Requests
1. Do these statements agree with the critic bios: (a) Jim Rutter has reviewed theater for The Inquirer since 2006; (b) Wendy Rosenfield received her M.L.A. from the University of Pennsylvania; (c) Jim Rutter taught philosophy and logic at Drexel and then Widener University? Answer yes or no for each, quoting the deciding words.
2. Can you pick up the critic bios after their final sentence and keep them going?

Quoted text
---

Wendy Rosenfield has written freelance features and theater reviews for The Inquirer since 2006. She was theater critic for the Philadelphia Weekly from 1995 to 2001, after which she enjoyed a five-year baby-raising sabbatical. She serves on the board of the American Theatre Critics Association, was a participant in the Bennington Writer's Workshop, a 2008 NEA/USC Fellow in Theater and Musical Theater, and twice was guest critic for the Kennedy Center American College Theater Festival's Region II National Critics Institute. She received her B.A. from Bennington College and her M.L.A. from the University of Pennsylvania. She also is a fiction writer, was proofreader to a swami, publications editor for the Women's International League for Peace and Freedom, and spends all her free time working out and driving people places. Follow her on Twitter @WendyRosenfield.

Jim Rutter has reviewed theater for The Inquirer since September, 2011. Since 2006, he covered dance, theater and opera for the Broad Street Review, and has also written for many suburban newspapers, including The Main Line Times. In 2009, the National Endowment for the Arts awarded him a Fellowship in Arts Journalism. Thames & Hudson released his updated and revised version of Ballet and Modern Dance in June, 2012. From 1998 to 2005, he taught philosophy and logic at Drexel, and then Widener University. He also coaches Olympic Weightlifting for Liberty Barbell, and has competed at the national level in that sport since 2001.

---

Lines of data
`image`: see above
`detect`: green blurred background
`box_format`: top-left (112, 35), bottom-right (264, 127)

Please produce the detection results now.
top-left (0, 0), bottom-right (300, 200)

---

Exercise answers
1.
(a) No: "Jim Rutter has reviewed theater for The Inquirer since September, 2011."
(b) Yes: "She received her B.A. from Bennington College and her M.L.A. from the University of Pennsylvania."
(c) Yes: "From 1998 to 2005, he taught philosophy and logic at Drexel, and then Widener University."

2.
Merilyn Jackson regularly writes on dance for The Inquirer and other publications. She specializes in the arts, literature, food, travel, and Eastern European culture and politics. In 2001, she was dance critic in residence at the Festival of Contemporary Dance in Bytom, Poland; in 2005, she received an NEA Critics’ Fellowship to Duke University’s Institute for Dance Criticism. She likes to say that dance was her first love but that when she discovered writing she began to cheat on dance. Now that she writes about dance, she’s made an honest woman of herself, although she also writes poetry.